- [問題文 1]: 次のロードヒーティングの文章を、全文そのまま一字一句違えずに書き写してください。

- [提示された文章]:

☆ ☆ ☆ ☆

図5に示すように、砕石又はコンクリート等の路盤1上に、一層目のアスファルト―――即ち、アスファルト下地2―――を打設し、次に、図6に示すように、上記アスファルト下地2を打設した直後に、ロードヒーティング部材Hをアスファルト下地2の表面2Aに敷設する。つまり、アスファルト下地2は打設直後であって、アスファルトが完全に冷却する前の柔らかい状態下にて、ヒーティング部材Hを敷き並べる。
【0013】
次に、上記の柔らかい状態下にて、舗装用ローラ3によって、図7に示す如く転圧すると、転圧力P3 を受けて、ロードヒーティング部材Hは、下地表面2Aからアスファルト下地2に(圧入状に)埋め込まれてゆく。図7では矢印R3 方向に回動しつつローラ3が矢印A3 方向に移動して、柔らかいアスファルト下地2へ、順次、同図の左から右方向にロードヒーティング部材Hが埋め込まれてゆく。即ち、図8はこのようにロードヒーティング部材Hが埋め込まれて、下地表面2Aと同一水平面上に、ロードヒーティング部材Hの上端が存在する。
【0014】
その後、図9に示すように、アスファルト保護層4を打設形成(敷設)する。ところで、図9に示すように、2層目のアスファルト層としての上記アスファルト保護層4を敷設する際に、ダンプトラックやフィニッシャ等の舗装作業車両が、図8に於て、冷却固化した下地表面2A上を走行したとしても、ロードヒーティング部材Hは下地表面2Aから突出しておらず、ロードヒーティング部材Hが損傷を受けたり、異常変形を受けることが全くない。しかも、図9(A)に示すように、保護層4の敷設のために、大型のローラ等によって大きな圧力Pが付与されつつ転圧されるが、その際、前工程に於て、アスファルト下地2内に埋設状態となっているロードヒーティング部材Hは、直接的に前記圧力Pを受けずに済み、横断面が、従来の図14(イ)のように楕円偏平状に変形することを、防止できる。このように、図9(A)に示すように、ロードヒーティング部材Hの横断面が転圧の圧力Pを受けて変形することがない。

☆ ☆ ☆ ☆

- [処理する資料]:
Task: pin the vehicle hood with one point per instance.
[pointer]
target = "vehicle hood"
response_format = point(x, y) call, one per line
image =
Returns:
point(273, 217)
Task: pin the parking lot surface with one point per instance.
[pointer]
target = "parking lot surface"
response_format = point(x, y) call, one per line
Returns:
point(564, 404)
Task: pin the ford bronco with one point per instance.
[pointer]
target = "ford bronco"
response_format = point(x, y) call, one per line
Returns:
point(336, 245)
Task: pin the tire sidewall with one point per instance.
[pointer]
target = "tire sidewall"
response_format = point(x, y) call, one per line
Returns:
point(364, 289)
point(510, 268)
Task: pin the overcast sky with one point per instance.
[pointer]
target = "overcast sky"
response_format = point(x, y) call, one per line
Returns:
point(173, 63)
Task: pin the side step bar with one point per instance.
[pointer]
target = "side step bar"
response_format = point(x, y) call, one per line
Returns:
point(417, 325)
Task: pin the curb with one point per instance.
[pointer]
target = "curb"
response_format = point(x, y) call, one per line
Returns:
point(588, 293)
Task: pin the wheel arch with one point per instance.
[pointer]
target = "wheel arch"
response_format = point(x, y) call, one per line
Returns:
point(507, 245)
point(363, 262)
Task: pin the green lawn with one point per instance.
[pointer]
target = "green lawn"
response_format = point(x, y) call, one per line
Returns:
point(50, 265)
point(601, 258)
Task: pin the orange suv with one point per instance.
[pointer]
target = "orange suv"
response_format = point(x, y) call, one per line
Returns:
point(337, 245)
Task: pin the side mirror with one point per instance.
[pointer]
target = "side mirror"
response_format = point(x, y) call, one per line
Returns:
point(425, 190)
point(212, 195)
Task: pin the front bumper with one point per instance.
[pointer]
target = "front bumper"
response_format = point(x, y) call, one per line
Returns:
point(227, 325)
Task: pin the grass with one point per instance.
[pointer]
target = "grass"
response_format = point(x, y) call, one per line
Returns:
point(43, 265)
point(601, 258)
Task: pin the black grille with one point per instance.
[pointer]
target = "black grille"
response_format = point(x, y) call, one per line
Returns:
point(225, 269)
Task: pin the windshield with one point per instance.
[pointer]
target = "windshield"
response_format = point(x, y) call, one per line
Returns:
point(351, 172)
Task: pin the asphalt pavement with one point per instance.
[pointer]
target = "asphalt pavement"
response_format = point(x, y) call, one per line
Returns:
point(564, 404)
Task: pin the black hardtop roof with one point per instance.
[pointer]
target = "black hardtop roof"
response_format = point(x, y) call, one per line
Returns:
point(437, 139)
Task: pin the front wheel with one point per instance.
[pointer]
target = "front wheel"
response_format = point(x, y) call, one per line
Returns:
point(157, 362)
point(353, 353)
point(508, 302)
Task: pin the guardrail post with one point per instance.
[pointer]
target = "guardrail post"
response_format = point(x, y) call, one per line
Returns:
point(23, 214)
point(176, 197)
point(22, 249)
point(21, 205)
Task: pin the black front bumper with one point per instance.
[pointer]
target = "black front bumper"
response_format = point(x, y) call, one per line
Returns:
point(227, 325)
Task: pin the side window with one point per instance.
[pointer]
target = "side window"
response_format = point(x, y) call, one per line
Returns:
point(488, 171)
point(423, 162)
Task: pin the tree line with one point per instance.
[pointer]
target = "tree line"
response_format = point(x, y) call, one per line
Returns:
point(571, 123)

☆ ☆ ☆ ☆

- [問題文 2]: ロードヒーティングの文章の後に続く行のうち、"Task: pin the green" を含む行から始まり "point(351, 172)" を含む行で終わる範囲を、両端の行も含めてそのまま引用してください。

- [出力 1]:
図5に示すように、砕石又はコンクリート等の路盤1上に、一層目のアスファルト―――即ち、アスファルト下地2―――を打設し、次に、図6に示すように、上記アスファルト下地2を打設した直後に、ロードヒーティング部材Hをアスファルト下地2の表面2Aに敷設する。つまり、アスファルト下地2は打設直後であって、アスファルトが完全に冷却する前の柔らかい状態下にて、ヒーティング部材Hを敷き並べる。
【0013】
次に、上記の柔らかい状態下にて、舗装用ローラ3によって、図7に示す如く転圧すると、転圧力P3 を受けて、ロードヒーティング部材Hは、下地表面2Aからアスファルト下地2に(圧入状に)埋め込まれてゆく。図7では矢印R3 方向に回動しつつローラ3が矢印A3 方向に移動して、柔らかいアスファルト下地2へ、順次、同図の左から右方向にロードヒーティング部材Hが埋め込まれてゆく。即ち、図8はこのようにロードヒーティング部材Hが埋め込まれて、下地表面2Aと同一水平面上に、ロードヒーティング部材Hの上端が存在する。
【0014】
その後、図9に示すように、アスファルト保護層4を打設形成(敷設)する。ところで、図9に示すように、2層目のアスファルト層としての上記アスファルト保護層4を敷設する際に、ダンプトラックやフィニッシャ等の舗装作業車両が、図8に於て、冷却固化した下地表面2A上を走行したとしても、ロードヒーティング部材Hは下地表面2Aから突出しておらず、ロードヒーティング部材Hが損傷を受けたり、異常変形を受けることが全くない。しかも、図9(A)に示すように、保護層4の敷設のために、大型のローラ等によって大きな圧力Pが付与されつつ転圧されるが、その際、前工程に於て、アスファルト下地2内に埋設状態となっているロードヒーティング部材Hは、直接的に前記圧力Pを受けずに済み、横断面が、従来の図14(イ)のように楕円偏平状に変形することを、防止できる。このように、図9(A)に示すように、ロードヒーティング部材Hの横断面が転圧の圧力Pを受けて変形することがない。

- [出力 2]:
Task: pin the green lawn with one point per instance.
[pointer]
target = "green lawn"
response_format = point(x, y) call, one per line
Returns:
point(50, 265)
point(601, 258)
Task: pin the orange suv with one point per instance.
[pointer]
target = "orange suv"
response_format = point(x, y) call, one per line
Returns:
point(337, 245)
Task: pin the side mirror with one point per instance.
[pointer]
target = "side mirror"
response_format = point(x, y) call, one per line
Returns:
point(425, 190)
point(212, 195)
Task: pin the front bumper with one point per instance.
[pointer]
target = "front bumper"
response_format = point(x, y) call, one per line
Returns:
point(227, 325)
Task: pin the grass with one point per instance.
[pointer]
target = "grass"
response_format = point(x, y) call, one per line
Returns:
point(43, 265)
point(601, 258)
Task: pin the black grille with one point per instance.
[pointer]
target = "black grille"
response_format = point(x, y) call, one per line
Returns:
point(225, 269)
Task: pin the windshield with one point per instance.
[pointer]
target = "windshield"
response_format = point(x, y) call, one per line
Returns:
point(351, 172)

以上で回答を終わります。